Every entry below should be written out exactly, and no image should appear.

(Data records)

=======

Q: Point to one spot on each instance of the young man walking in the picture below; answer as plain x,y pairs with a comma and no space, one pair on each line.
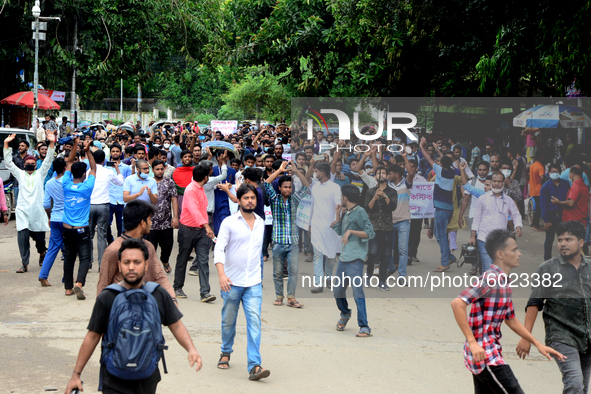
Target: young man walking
565,308
491,305
354,226
165,219
285,234
77,186
31,219
133,262
237,257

=======

RESULT FOR THIS TASK:
Q: Point to one spot on each instance of the young man walking in the picture below; answer as plain x,y pairs with a comma and no space, one pair on each line.
Target: young man walking
565,308
491,305
354,226
165,219
285,234
77,186
31,219
133,262
237,257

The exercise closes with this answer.